▽

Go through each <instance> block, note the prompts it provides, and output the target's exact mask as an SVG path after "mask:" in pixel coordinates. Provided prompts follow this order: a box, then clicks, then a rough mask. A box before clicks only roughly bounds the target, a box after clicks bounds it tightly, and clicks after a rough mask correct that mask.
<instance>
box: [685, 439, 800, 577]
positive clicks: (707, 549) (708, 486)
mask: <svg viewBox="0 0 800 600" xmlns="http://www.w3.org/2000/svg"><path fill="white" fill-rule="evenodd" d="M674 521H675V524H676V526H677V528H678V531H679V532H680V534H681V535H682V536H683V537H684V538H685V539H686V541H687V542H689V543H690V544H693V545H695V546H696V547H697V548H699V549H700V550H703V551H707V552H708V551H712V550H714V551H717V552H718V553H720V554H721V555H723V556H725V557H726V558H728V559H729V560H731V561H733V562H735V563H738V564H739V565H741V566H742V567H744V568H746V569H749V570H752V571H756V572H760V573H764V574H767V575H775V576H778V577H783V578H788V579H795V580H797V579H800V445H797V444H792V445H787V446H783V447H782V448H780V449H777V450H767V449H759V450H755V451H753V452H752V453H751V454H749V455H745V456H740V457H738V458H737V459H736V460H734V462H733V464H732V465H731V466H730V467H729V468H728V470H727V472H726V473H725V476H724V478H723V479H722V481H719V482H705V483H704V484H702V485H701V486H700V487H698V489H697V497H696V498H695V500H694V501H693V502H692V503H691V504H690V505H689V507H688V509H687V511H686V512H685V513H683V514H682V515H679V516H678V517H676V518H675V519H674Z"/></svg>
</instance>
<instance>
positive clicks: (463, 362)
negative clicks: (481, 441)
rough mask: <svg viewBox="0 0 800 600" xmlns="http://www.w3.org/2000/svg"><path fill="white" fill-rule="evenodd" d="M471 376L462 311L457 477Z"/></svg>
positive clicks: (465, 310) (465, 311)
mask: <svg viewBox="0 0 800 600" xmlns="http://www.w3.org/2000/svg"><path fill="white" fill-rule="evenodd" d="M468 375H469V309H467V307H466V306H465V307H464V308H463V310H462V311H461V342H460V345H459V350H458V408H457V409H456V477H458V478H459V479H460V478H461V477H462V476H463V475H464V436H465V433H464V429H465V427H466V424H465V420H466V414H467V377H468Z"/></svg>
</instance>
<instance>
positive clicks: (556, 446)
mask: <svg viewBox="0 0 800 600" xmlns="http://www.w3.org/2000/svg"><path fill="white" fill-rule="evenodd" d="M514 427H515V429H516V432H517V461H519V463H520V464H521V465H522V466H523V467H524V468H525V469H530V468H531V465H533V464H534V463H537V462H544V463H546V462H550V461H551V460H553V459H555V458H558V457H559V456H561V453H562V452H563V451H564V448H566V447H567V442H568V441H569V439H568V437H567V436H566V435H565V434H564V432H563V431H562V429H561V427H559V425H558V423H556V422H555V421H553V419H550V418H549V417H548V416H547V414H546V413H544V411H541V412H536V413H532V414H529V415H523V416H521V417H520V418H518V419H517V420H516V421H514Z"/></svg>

△

_Task objective_:
Collect every line in the items above that contains the string "positive", copying each line in full.

_Exercise response_:
positive clicks: (707, 549) (708, 486)
positive clicks: (463, 362)
positive clicks: (465, 310) (465, 311)
positive clicks: (556, 446)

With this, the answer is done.